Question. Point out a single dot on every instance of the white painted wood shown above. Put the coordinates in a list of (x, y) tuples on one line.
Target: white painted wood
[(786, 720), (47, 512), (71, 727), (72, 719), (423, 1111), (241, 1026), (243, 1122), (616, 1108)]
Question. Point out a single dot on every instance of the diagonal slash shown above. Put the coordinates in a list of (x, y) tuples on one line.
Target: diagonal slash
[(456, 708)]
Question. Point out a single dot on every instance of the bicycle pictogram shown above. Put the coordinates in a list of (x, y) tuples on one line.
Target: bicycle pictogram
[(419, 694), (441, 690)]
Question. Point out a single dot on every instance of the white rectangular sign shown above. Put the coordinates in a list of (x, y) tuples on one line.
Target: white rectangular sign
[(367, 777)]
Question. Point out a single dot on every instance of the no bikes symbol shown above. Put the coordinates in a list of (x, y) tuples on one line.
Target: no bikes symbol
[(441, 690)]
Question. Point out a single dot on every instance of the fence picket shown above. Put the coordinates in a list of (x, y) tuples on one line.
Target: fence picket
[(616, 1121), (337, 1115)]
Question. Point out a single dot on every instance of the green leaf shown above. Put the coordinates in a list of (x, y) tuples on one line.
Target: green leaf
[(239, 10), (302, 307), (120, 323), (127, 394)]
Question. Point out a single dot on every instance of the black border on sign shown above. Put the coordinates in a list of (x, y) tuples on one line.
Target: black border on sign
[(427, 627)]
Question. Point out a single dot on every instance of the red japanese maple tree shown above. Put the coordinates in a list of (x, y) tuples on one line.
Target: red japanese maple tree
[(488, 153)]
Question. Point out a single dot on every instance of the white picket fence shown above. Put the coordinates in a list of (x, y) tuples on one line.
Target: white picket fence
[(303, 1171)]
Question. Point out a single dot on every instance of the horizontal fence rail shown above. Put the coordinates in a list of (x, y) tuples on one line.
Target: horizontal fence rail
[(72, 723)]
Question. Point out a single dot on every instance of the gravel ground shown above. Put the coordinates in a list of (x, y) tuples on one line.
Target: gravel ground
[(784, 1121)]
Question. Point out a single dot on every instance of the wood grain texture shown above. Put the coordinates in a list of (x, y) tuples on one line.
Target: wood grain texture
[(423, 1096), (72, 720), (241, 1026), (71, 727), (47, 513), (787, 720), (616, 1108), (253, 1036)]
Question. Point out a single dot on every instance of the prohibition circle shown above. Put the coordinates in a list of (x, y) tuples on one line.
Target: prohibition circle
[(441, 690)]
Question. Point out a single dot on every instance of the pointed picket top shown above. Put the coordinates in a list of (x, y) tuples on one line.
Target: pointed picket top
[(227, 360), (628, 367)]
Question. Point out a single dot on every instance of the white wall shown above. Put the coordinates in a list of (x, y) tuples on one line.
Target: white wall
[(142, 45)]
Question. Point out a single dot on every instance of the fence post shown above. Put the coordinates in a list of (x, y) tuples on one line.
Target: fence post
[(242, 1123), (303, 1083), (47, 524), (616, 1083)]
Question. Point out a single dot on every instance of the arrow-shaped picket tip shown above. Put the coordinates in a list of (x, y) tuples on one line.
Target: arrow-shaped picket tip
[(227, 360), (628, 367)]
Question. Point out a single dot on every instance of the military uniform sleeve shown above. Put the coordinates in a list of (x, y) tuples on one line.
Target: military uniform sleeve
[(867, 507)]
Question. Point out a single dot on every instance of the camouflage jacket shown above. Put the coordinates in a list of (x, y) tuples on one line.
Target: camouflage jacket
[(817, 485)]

*Exercise details:* Reproduce the records above word for word, from the first line through the line that contains "[(456, 708)]".

*Complete answer:*
Question. Point out a single dot on every instance of the white painted wood shown above. Put the coordinates in a list of (x, y) tuples on one line.
Target: white painted wood
[(786, 720), (47, 512), (71, 727), (72, 719), (423, 1111), (241, 1026), (243, 1122), (616, 1108)]
Question. Point out a single dot on every instance of the diagonal slash shown above. Put the coordinates in a list of (x, y) tuples on one line.
Target: diagonal slash
[(456, 708)]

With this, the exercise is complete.